### [EXTRACTED DATA]
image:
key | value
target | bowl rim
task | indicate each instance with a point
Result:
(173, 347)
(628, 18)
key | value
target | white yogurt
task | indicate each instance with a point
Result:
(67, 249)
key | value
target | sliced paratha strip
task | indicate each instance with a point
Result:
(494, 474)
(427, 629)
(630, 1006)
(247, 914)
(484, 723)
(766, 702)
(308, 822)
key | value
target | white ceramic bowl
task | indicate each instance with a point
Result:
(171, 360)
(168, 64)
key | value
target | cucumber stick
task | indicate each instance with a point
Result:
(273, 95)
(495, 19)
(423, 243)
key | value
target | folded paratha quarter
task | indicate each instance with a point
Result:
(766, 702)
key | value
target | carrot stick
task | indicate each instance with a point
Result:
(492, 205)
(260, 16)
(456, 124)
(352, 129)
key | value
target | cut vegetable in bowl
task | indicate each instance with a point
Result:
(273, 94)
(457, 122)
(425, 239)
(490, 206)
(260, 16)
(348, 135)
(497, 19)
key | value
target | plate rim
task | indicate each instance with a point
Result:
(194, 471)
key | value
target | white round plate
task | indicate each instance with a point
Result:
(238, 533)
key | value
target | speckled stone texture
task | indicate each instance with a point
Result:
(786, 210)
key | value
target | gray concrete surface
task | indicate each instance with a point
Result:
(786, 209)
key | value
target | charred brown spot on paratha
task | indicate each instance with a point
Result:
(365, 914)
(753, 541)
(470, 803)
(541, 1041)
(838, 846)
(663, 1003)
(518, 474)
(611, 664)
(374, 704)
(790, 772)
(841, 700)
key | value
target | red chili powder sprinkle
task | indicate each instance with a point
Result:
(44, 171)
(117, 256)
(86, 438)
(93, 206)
...
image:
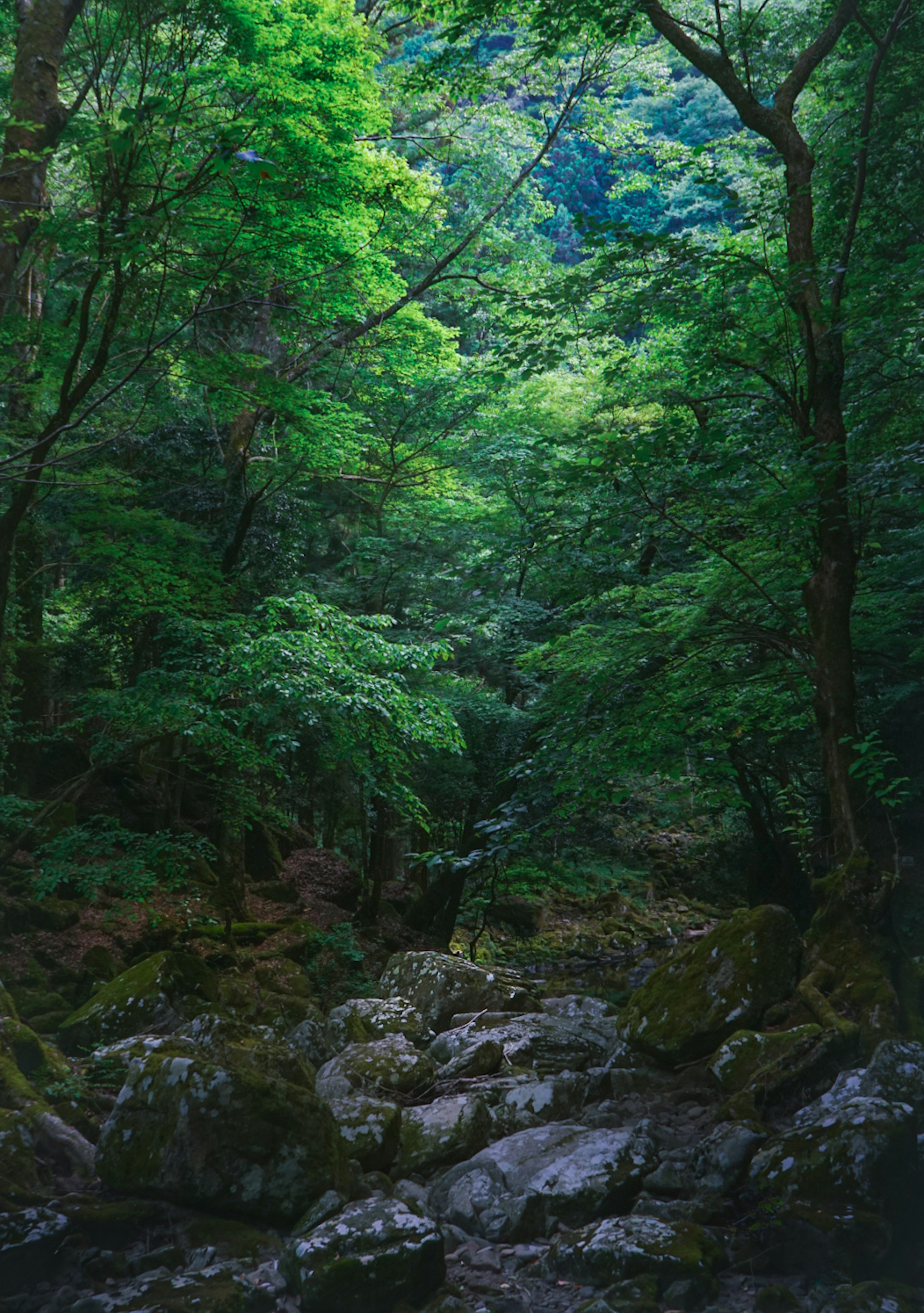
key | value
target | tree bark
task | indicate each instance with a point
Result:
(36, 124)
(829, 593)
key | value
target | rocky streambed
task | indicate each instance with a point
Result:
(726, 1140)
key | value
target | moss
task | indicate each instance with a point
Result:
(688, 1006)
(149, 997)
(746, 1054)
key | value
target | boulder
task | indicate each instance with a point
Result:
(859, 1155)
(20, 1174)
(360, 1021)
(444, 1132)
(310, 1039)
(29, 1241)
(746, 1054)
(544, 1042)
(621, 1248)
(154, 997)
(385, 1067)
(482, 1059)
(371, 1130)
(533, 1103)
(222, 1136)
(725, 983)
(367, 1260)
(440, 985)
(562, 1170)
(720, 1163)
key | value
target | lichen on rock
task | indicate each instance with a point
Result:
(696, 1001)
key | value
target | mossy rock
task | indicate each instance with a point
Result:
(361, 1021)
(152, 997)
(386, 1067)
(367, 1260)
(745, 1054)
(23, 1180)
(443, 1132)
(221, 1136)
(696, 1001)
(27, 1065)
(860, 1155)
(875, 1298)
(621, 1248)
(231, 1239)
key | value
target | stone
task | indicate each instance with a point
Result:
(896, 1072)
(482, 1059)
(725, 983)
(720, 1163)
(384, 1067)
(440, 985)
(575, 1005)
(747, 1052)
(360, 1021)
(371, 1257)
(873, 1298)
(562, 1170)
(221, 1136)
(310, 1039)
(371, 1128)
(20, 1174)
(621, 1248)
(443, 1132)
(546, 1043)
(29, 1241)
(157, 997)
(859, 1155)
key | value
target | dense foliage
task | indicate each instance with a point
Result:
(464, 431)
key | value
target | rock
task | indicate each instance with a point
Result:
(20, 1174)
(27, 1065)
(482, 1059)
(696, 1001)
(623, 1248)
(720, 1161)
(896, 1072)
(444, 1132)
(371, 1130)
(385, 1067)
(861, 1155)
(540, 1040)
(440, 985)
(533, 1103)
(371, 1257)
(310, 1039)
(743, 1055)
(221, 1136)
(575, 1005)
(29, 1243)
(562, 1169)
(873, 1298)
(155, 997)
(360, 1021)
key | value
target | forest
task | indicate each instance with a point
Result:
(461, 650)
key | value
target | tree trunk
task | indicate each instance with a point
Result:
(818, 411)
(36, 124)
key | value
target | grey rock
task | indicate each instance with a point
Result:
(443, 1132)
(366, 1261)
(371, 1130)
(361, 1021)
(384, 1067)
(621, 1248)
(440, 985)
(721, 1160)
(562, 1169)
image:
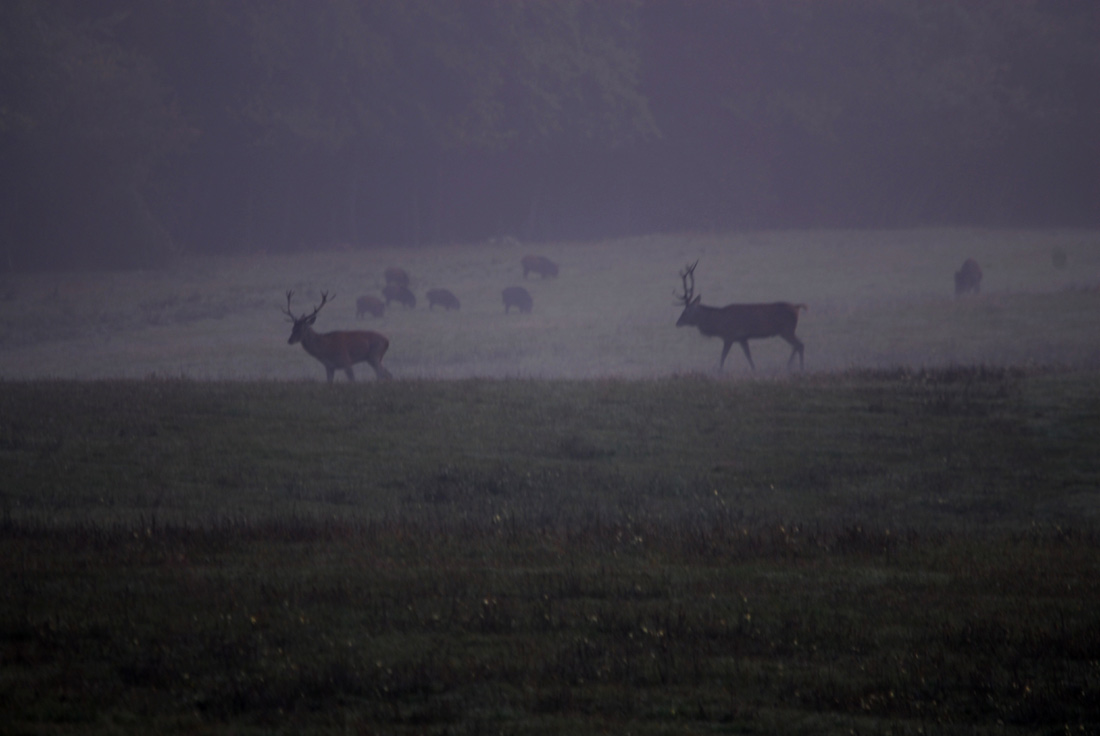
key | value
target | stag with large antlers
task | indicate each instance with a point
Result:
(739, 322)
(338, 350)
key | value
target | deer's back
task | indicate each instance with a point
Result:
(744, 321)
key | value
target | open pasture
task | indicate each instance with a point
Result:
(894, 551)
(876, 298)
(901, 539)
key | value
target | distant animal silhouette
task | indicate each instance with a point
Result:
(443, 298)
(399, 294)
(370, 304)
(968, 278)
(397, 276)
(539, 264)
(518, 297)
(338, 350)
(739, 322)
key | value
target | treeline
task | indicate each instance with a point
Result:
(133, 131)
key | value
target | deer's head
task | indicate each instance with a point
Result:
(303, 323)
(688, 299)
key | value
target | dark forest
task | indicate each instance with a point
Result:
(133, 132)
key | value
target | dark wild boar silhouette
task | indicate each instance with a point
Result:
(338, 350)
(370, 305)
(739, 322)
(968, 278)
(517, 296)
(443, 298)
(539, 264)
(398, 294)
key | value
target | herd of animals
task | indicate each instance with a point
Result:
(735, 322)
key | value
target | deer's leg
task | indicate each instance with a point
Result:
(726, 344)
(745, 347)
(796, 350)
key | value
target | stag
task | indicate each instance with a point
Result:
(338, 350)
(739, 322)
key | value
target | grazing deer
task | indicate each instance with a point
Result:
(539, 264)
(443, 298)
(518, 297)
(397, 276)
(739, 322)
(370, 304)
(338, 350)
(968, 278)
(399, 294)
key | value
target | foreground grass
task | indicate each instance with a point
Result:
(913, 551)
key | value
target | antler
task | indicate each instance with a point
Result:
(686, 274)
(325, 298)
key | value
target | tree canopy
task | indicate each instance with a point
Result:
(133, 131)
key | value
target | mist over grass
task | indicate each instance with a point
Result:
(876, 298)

### [WHAT YOU NEED TO DO]
Count the lines in the listing above that contain the word "grass", and give only the number.

### [SOLUTION TO THIS EXERCISE]
2